── Dataset rows

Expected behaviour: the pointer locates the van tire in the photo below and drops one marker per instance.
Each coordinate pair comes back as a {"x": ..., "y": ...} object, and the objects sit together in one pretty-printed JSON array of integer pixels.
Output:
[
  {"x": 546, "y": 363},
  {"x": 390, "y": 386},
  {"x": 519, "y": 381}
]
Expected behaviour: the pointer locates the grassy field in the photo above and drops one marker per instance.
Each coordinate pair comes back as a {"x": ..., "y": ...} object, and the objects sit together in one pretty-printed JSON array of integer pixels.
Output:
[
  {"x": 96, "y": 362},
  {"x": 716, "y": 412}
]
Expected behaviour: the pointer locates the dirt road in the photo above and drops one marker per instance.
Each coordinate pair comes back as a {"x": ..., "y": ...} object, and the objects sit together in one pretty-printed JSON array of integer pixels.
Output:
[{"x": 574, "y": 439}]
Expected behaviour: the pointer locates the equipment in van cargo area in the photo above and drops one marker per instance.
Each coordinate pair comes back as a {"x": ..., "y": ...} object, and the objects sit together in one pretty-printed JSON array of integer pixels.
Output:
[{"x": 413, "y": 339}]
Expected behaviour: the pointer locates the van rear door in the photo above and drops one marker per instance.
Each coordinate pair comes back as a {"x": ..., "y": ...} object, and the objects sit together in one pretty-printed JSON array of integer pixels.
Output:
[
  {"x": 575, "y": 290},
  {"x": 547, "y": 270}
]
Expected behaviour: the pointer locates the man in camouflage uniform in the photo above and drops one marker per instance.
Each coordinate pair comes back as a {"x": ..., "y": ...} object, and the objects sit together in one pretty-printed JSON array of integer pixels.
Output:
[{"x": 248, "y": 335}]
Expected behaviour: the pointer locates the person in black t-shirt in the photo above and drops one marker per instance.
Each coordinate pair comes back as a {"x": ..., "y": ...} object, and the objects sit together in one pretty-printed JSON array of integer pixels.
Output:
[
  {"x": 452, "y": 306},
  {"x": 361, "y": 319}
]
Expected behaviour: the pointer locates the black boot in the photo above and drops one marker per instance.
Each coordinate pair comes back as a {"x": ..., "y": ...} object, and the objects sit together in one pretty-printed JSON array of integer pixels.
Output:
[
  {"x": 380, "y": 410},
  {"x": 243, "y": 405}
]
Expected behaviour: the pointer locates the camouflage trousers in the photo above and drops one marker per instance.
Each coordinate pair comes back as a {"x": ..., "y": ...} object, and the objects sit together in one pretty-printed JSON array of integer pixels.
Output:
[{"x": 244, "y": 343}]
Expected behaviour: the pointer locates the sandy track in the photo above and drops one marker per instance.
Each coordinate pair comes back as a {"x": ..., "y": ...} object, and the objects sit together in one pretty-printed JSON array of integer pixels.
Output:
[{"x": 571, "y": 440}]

────

** Exercise goal **
The listing above must be transcribed exactly, line by line.

** Solution **
Expected behaviour: the pointer locates the van tire in the photo below and drops one marker per instance.
Each coordinate pair comes back as a {"x": ..., "y": ...} object, and the objects sit together in one pretty-printed JSON array of integer pixels.
Output:
[
  {"x": 546, "y": 363},
  {"x": 390, "y": 386},
  {"x": 519, "y": 381}
]
Expected behaviour: the pointer locates the grassy field in the photo above and drops one marker per instance.
Each coordinate pair comes back as a {"x": ..., "y": ...} object, and the objects sit together in one pretty-printed JSON array of integer pixels.
Output:
[
  {"x": 96, "y": 362},
  {"x": 716, "y": 412}
]
Expected behaviour: the pointer locates the dirt road in the photo above and drops one marker per instance.
Each coordinate pair comes back as a {"x": ..., "y": ...} object, and the objects sit together in one pretty-printed JSON array of integer pixels.
Output:
[{"x": 574, "y": 439}]
Expected behaviour: the pointer locates the equipment in van cargo area in the photo above and drops one marker per instance.
Each coordinate pair comes back as a {"x": ..., "y": ...} object, and the objects sit together in one pretty-printed JSON array of integer pixels.
Output:
[{"x": 413, "y": 339}]
Expected behaviour: the pointer locates the van rear door in the photo above and drops one marker per instance.
Each coordinate pair comes back as a {"x": ..., "y": ...} object, and the objects sit together in one pretty-printed JSON array of integer pixels.
Output:
[
  {"x": 575, "y": 290},
  {"x": 547, "y": 270}
]
Expected behaviour: the pointer locates the man in camouflage uniform in the photo above and drops one marker per instance.
Each coordinate pair comes back as a {"x": ..., "y": ...} object, and the objects sit together in one pretty-printed JSON array of integer pixels.
Output:
[{"x": 248, "y": 335}]
Expected behaviour: the pointer locates the person in black t-shirt in the photo above and drops one marker per instance.
Each coordinate pair comes back as a {"x": ..., "y": ...} object, and the objects sit together in one pretty-printed JSON array of integer pixels.
Output:
[
  {"x": 452, "y": 306},
  {"x": 361, "y": 319}
]
Expected behaviour: the pointer locates the black boot in the photo above and drops one marker per instance.
Each coordinate pair comes back as a {"x": ..., "y": ...} object, and the objects sit together in one pretty-printed JSON array of integer pixels.
Output:
[
  {"x": 380, "y": 410},
  {"x": 243, "y": 405}
]
Expected behaviour: the pointer locates the camouflage trousers in the photo above and drops one marker per instance.
Each coordinate pair comes back as a {"x": ..., "y": ...} object, and the objects sit together in one pretty-printed JSON array of integer pixels.
Output:
[{"x": 244, "y": 343}]
Expected behaviour: the pointer locates the sandy track in the photo above and drops one marker per instance.
Each coordinate pair comes back as a {"x": ..., "y": ...} object, and the objects sit together in one pretty-printed JSON array of integer pixels.
Output:
[{"x": 571, "y": 440}]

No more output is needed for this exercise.